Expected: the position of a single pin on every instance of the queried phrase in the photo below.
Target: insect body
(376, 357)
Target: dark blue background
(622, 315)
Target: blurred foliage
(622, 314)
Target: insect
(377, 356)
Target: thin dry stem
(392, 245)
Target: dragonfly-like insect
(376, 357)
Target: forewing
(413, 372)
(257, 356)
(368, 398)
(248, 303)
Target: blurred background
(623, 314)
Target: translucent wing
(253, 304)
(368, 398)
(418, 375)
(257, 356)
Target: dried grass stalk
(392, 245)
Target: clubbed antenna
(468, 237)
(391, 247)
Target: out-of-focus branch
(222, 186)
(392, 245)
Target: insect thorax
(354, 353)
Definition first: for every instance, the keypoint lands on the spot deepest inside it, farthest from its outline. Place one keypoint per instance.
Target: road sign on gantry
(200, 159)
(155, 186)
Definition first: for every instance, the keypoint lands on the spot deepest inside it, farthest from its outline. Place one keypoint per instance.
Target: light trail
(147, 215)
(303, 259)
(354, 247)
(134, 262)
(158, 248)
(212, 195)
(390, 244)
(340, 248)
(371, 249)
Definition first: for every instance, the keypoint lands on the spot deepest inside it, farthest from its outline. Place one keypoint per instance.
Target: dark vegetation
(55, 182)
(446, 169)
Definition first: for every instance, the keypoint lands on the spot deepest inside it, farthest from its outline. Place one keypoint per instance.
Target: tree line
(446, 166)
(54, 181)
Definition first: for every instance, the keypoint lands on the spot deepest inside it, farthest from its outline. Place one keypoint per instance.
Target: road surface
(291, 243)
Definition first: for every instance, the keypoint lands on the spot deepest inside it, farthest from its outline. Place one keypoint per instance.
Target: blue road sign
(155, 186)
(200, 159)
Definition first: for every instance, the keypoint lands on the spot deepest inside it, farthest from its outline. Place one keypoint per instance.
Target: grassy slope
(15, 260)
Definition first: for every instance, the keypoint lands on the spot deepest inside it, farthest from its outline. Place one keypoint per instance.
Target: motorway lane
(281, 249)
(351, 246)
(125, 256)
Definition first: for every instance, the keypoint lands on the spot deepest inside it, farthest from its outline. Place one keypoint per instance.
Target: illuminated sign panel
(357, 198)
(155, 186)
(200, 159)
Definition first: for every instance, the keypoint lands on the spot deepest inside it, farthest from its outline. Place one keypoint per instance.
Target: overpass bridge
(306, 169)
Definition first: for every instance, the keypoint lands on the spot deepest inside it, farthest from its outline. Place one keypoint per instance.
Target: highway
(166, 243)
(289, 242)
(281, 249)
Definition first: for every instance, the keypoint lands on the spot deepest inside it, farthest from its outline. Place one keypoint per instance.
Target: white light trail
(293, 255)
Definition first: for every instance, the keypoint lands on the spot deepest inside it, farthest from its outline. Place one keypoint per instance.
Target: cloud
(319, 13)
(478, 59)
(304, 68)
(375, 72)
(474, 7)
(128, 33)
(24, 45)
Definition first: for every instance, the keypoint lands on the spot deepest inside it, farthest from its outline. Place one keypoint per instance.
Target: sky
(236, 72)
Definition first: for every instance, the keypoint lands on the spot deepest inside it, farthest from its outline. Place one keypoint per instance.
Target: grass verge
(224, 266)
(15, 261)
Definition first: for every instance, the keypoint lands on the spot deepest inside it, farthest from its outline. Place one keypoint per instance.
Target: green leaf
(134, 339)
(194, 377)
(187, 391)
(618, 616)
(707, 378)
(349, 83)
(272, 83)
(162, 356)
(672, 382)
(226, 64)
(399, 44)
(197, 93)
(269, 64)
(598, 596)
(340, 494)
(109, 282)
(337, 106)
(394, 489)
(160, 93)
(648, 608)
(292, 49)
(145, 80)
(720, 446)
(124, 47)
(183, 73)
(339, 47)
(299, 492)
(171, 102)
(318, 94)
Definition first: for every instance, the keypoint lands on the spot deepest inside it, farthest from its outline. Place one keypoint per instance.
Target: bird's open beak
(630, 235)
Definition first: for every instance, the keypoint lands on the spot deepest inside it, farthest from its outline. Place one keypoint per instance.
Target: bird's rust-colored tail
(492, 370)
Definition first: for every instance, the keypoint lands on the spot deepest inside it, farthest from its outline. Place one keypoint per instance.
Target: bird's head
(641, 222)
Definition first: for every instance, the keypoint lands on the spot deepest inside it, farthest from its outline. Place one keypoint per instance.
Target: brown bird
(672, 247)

##############################

__Aim of the task__. Copy the data exactly as it was presented.

__Answer space__.
Expected: the position of a single pin on every instance of the queried phrase in the photo below.
Target: insect body
(376, 357)
Target: dark blue background
(622, 315)
Target: blurred foliage
(622, 314)
Target: insect
(377, 356)
Target: thin dry stem
(392, 245)
Target: dragonfly-like insect
(376, 357)
Target: forewing
(413, 372)
(257, 356)
(368, 398)
(248, 303)
Target: blurred background
(623, 314)
Target: translucent wing
(253, 304)
(368, 398)
(418, 375)
(257, 356)
Target: dried grass stalk
(392, 245)
Target: clubbed antenna
(468, 237)
(391, 247)
Target: out-of-focus branch
(222, 186)
(392, 245)
Target: insect thorax
(354, 353)
Definition first: for every instance, the keypoint lands on the spot deepest inside it, farthest from its outline. Place one keypoint per instance.
Target: road sign on gantry
(200, 159)
(155, 186)
Definition first: for every instance, the keypoint lands on the spot deepest inside it, farthest from its outline. Place one keypoint per instance.
Target: light trail
(147, 215)
(303, 259)
(354, 247)
(134, 262)
(158, 248)
(212, 195)
(390, 244)
(340, 248)
(371, 249)
Definition first: for every instance, the keypoint lands on the spot deepest inside it, farthest from its outline. Place one keypoint per instance.
Target: dark vegetation
(55, 182)
(446, 169)
Definition first: for every instance, the keypoint lands on the spot deepest inside it, farthest from its outline. Place one keypoint per instance.
Target: tree line
(446, 166)
(54, 181)
Definition first: for every instance, the keypoint lands on the spot deepest inside it, farthest from its outline. Place one keypoint per instance.
Target: road surface
(291, 243)
Definition first: for every instance, the keypoint lands on the spot deepest inside it, farthest from its outline. Place one keypoint per instance.
Target: blue road sign
(155, 186)
(200, 159)
Definition first: for every instance, the keypoint lands on the spot deepest inside it, farthest from its outline. Place one keypoint per instance.
Target: grassy slope
(15, 260)
Definition first: for every instance, the keypoint lands on the spot deepest inside it, farthest from its outline. Place one keypoint per instance.
Target: motorway lane
(281, 249)
(351, 246)
(125, 256)
Definition first: for every instance, the keypoint lands on the spot deepest inside it, farthest from its outline. Place one keypoint per instance.
Target: illuminated sign panel
(357, 198)
(155, 186)
(200, 159)
Definition first: for every instance, the keypoint lands on the spot deepest inside it, farthest from its outline. Place one keypoint per instance.
Target: overpass bridge
(306, 169)
Definition first: for every instance, the keypoint lands on the spot deepest inside it, farthest from its outline. Place one keypoint per instance.
Target: highway
(166, 243)
(289, 242)
(281, 249)
Definition first: for every instance, the keypoint lands on the spot deepest inside it, farthest from its outline. Place one keypoint per instance.
Target: white light trail
(293, 255)
Definition first: for every instance, the keypoint lands on the spot deepest inside it, farthest from its outline. Place one keypoint per instance.
Target: cloud
(319, 13)
(478, 59)
(304, 68)
(375, 72)
(474, 7)
(128, 33)
(24, 45)
Definition first: for every instance, the keypoint lands on the spot deepest inside it, farthest from its outline. Place one keypoint per instance.
Target: sky
(236, 72)
Definition first: for every instance, the keypoint lands on the spot deepest inside it, farthest from its outline. Place one keypoint per instance.
Target: grass verge
(224, 266)
(15, 261)
Definition first: for every instance, the keypoint lands on the spot deepest inside it, farthest from its outline. Place one keypoint per instance.
Target: green leaf
(134, 339)
(194, 377)
(187, 391)
(618, 616)
(707, 378)
(349, 83)
(272, 83)
(162, 356)
(672, 382)
(226, 64)
(399, 44)
(197, 93)
(269, 64)
(598, 596)
(340, 494)
(109, 282)
(337, 106)
(394, 489)
(160, 93)
(648, 608)
(292, 49)
(145, 80)
(720, 446)
(124, 47)
(183, 73)
(339, 47)
(299, 492)
(171, 102)
(318, 94)
Definition first: for every instance, the keypoint lands on the spot deepest inside it, farthest from its outline. Place one keypoint per instance.
Target: bird's open beak
(630, 235)
Definition first: for every instance, the keypoint lands on the spot deepest inside it, farthest from its outline. Place one keypoint per instance.
Target: bird's rust-colored tail
(492, 370)
Definition first: for every instance, the keypoint lands on the spot deepest inside it, farthest from its outline. Place one keypoint per instance.
Target: bird's head
(641, 222)
Definition first: for every instance, the keypoint lands on the spot deepest inside it, farthest from its outline. Place one keypoint per instance.
Target: brown bird
(672, 247)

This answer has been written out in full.